__TEXT EXTRACT__:
* * *
Unpaginated: http://www.wired.com/dangerroom/2012/12/codes/?pid=1708&...

Added in edit: Interesting that someone downvoted this comment. Did someone fat-finger it, or do some people really think it's wrong to give a link to the unpaginated version? I'd like to know. If you feel unable to reply here, then feel free to email - address is in my profile. Thanks.


I, for one, appreciate unpaginated links, so thank you.


Stupid title.

Just because Kryptos Part IV hasn't been broken so far doesn't mean that it won't be. It was designed to be broken.

Oh, wait, the actual title is "7 Codes You’ll Never Ever Break" instead of "Codes Hackers Will Never Ever Break". The actual title is more likely to be true, especially given the complete crackpots that appear in groups like Kryptos with outlandish 'breaks' to the codes that are complete crap.

Breaking codes is hard, takes a long time and requires method. Most people won't break these codes.


I know, would anyone like an 8th?

    641648018FD15E9157AB76299C47FFCC9974EB401494D13398A9F2635F66AD83
Spoiler alert: It's just /dev/random


Spoiler alert: That makes it not a code.


Well, I could at any point in the future produce a one-time-pad keystream that decrypts it to a plaintext message.

Also, my comment about it being /dev/urandom may have been pure misdirection.


At some point, someone will just brute-force these.


One of the codes may be a one-time-pad reference to a book which may no longer exist OR the ciphertext may simply be a meaningless fraud.

Another is probably written in an invented, private language.

Two others are short enough that brute force approaches will almost certainly create false positives.

In general, brute force can only work if you have some idea of what to expect the clear text to look like.


So 2 of these probably aren't even codes, just gibberish.

So what if false positives are created? We can just brute-force the analysis of those to find the right one. Are you forgetting the sheer magnitude of quantum, digital, & human-analog computing power we have available today?


I think you're forgetting to check your hubris at the door.

Given the folks who've attacked these problems, the ones that have yielded to brute force thus far: 0.


You can't brute force if you don't know the cipher. Heres an example: Imagine a code that smartly encodes and hides spoken voice. No amount of brute force would be able to crack that.


We can brute force all possible ciphers. Then brute force all of the outcomes that are 100% dictionary words. If those all fail, then we go back to the ones with a few dictionary words missed, and brute-force those. For computers and humans, this is just pattern matching, and brute-force means we have unlimited time and resources to map the entire patternspace find the correct pattern.
* * *
__DATASET CONTENT__:

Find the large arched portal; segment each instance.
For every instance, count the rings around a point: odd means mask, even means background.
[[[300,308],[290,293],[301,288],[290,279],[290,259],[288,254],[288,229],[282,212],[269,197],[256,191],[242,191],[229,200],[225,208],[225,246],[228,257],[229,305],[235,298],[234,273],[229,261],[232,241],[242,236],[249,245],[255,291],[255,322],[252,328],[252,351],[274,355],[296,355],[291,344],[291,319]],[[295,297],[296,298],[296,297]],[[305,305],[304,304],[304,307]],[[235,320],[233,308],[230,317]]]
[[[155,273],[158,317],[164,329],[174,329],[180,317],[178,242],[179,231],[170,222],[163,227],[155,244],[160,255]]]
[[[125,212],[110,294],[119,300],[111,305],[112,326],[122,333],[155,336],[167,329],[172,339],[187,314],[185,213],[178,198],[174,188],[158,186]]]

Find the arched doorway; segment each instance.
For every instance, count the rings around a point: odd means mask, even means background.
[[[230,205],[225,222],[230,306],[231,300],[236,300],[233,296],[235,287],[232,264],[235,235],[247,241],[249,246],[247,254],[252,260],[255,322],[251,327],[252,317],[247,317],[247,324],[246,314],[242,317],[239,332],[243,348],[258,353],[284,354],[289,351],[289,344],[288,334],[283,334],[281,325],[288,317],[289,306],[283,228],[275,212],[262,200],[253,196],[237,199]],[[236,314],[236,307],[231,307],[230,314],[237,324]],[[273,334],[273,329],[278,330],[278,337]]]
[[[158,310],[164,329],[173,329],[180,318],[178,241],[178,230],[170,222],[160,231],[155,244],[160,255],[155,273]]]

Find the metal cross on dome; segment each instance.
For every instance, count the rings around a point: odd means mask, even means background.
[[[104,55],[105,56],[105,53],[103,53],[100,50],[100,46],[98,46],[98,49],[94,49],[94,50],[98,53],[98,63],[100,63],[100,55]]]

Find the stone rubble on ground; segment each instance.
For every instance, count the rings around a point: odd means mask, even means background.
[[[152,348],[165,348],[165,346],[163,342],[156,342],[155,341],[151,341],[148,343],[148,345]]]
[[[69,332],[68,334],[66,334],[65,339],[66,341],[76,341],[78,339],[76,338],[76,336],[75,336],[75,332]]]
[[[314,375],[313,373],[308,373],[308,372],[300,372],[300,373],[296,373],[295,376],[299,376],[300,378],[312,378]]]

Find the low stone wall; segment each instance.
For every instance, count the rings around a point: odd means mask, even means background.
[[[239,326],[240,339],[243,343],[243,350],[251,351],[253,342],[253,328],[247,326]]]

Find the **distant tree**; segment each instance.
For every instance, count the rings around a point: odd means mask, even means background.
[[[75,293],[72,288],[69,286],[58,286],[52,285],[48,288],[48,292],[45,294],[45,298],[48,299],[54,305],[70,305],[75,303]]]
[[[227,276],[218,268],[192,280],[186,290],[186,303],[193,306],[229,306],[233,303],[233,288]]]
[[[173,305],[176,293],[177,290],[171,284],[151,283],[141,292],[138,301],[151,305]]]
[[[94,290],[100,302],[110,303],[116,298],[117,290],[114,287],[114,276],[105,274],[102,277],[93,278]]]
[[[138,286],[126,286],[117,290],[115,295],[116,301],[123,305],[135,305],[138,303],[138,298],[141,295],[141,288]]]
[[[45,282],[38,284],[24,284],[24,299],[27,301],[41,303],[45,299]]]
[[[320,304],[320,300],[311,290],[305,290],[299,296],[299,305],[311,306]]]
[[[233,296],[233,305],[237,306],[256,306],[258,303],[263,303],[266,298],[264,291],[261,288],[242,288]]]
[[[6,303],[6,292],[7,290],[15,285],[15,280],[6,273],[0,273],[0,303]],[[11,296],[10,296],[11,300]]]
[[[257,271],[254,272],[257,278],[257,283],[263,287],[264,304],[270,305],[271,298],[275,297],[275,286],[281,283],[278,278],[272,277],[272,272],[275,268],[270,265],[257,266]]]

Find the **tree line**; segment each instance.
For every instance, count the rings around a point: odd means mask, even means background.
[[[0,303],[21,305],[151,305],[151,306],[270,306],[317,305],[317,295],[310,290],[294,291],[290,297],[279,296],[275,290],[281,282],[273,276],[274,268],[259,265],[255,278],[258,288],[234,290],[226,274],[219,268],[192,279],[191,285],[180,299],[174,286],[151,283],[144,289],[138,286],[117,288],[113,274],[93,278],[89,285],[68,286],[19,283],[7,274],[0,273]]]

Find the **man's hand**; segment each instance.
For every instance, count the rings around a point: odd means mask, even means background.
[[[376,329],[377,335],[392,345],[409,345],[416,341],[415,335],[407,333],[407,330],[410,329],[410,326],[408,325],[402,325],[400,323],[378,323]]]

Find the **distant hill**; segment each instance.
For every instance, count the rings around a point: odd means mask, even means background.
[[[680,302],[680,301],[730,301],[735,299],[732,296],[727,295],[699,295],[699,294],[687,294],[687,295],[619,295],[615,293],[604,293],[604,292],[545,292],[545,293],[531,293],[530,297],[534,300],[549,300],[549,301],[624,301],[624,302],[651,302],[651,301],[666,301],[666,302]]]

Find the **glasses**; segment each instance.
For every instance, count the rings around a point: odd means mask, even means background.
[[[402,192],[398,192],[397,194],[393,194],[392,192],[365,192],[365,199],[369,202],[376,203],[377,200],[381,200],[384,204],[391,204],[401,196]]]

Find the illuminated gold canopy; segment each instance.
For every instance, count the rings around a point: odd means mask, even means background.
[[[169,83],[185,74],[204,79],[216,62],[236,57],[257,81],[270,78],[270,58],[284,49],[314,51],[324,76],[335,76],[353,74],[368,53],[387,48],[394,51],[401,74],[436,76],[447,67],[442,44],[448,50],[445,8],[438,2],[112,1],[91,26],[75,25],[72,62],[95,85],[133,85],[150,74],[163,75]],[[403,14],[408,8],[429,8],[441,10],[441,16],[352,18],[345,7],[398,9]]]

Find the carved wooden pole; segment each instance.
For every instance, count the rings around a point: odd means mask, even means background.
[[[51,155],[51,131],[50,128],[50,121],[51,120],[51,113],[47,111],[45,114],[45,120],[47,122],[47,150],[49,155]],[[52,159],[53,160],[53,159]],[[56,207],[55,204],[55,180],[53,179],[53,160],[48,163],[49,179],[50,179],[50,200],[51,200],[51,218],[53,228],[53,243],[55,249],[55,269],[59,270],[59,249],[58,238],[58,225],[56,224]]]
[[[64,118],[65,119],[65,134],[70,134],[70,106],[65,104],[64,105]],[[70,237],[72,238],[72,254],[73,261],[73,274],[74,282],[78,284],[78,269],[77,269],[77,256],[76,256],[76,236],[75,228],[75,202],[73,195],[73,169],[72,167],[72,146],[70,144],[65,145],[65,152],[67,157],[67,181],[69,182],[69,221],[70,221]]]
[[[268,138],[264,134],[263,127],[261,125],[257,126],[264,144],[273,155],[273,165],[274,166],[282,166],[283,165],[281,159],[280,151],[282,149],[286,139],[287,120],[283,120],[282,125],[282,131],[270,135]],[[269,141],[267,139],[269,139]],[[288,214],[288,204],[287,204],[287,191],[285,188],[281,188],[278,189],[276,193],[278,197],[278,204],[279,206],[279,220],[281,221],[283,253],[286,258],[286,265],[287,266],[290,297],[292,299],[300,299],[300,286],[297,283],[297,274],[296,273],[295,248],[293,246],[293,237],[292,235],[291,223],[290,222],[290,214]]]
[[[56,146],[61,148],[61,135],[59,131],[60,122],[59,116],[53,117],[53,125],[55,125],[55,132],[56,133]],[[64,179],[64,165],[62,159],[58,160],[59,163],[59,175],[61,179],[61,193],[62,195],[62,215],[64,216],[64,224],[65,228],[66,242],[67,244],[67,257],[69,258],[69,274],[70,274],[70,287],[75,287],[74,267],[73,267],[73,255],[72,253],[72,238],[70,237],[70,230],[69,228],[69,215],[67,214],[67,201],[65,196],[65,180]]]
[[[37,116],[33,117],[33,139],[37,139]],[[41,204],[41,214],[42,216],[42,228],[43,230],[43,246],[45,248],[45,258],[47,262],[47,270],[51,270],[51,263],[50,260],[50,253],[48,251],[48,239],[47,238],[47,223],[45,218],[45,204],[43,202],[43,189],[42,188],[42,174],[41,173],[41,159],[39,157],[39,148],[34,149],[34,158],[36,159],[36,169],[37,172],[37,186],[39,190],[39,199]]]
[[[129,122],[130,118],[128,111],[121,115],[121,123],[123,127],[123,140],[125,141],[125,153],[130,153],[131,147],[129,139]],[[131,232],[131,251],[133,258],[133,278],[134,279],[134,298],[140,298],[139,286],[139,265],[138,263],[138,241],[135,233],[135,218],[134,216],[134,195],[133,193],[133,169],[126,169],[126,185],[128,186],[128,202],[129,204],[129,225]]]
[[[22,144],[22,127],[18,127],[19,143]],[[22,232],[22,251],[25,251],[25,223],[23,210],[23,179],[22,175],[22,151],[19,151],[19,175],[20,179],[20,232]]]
* * *
__DIRECTIVE 1__: According to the forum thread on unbreakable codes, what is the actual title of the article?
__DIRECTIVE 2__: Continue the forum thread on unbreakable codes from where it stops.

__EXERCISE ANSWER 1__: "7 Codes You’ll Never Ever Break"

__EXERCISE ANSWER 2__:
You're going to have to quantify "smartly" into something more objective before you can use it in this argument.


Brute-force all possible ciphers? We don't know the input, only the output. But brute-forcing in this context would mean trying out every cipher with every input, and that's not possible since there is an infinite amount of inputs.


I'm not sure where you're getting an infinite number of inputs. The way I understand one-time pads, based on a skim of the wiki article you linked, is that you're taking two strings of letters, one is your message, the other is a random, one-time string, adding them, and taking the modulus of 26.

Where else do we have 2 mixed streams of information? Music. Optics. So we take the input and reverse the mod26, one step at a time, basically creating an array of "demodulated" input values, then I feel as though we should be able to do a Fourier analysis to separate the 2 strings of numbers.


"a cipher (or cypher) is an algorithm for performing encryption or decryption"

So when you say "cipher", that means you want every possible algorithm. Since algorithms can produce output shorter than the input, you get the infinite amount of inputs.

With one-time pads, fourier analysis would only work if the key is not truly random.

How do you reverse a "mod26"? You can't. I give you the number 17. You know this number is produced using the equation: "SECRET mod 26 = 17". How do you know if 43 or 69 was the input?


How do you know they're not one-time pads?


What if we try every possible combination of one-time pads? This is like sculpting with Michelangelo - the correct pattern exists, we just have to remove all of the incorrect patterns from the patternspace.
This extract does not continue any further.